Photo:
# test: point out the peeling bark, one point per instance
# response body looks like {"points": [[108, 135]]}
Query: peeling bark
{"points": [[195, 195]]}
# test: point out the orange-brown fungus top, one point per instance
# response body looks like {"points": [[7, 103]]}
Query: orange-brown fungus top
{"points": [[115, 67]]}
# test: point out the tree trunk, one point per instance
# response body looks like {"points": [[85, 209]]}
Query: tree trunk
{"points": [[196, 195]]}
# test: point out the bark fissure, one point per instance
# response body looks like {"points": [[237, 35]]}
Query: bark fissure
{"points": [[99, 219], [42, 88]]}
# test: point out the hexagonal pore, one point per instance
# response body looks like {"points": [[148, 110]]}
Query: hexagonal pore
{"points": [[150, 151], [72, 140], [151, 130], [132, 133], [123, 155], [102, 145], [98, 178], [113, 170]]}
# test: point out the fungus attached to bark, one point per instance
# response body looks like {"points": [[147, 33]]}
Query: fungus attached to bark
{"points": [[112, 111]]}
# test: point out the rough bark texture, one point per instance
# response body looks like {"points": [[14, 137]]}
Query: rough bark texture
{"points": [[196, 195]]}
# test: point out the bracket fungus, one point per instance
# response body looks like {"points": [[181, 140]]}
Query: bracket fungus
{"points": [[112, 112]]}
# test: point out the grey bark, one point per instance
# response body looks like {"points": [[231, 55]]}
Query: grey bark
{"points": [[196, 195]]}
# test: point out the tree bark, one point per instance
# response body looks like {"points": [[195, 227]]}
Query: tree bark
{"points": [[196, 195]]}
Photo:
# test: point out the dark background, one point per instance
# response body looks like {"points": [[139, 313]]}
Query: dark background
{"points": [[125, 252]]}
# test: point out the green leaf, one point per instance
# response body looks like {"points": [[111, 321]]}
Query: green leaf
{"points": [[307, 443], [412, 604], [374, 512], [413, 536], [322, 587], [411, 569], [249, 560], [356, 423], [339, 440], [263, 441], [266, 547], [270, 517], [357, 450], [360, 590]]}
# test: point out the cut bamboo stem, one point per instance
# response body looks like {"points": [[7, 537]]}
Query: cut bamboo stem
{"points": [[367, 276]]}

» What the task requires: Using the records above, copy exactly the lines from the one containing "Query: tree bark" through the last, inclusive, and nothing else.

» Response box:
Query: tree bark
{"points": [[196, 195]]}
Photo:
# test: point out the dark background, one point per instance
# response body looks like {"points": [[139, 313]]}
Query: dark background
{"points": [[125, 252]]}
# test: point out the green leaf, one point per instance
# response body looks like {"points": [[111, 321]]}
Query: green leaf
{"points": [[307, 443], [412, 604], [374, 512], [413, 536], [322, 587], [411, 569], [249, 560], [356, 423], [339, 440], [263, 441], [266, 547], [270, 517], [357, 450], [360, 590]]}
# test: point out the cut bamboo stem, one point per instance
# response body looks like {"points": [[7, 537]]}
Query: cut bamboo stem
{"points": [[367, 276]]}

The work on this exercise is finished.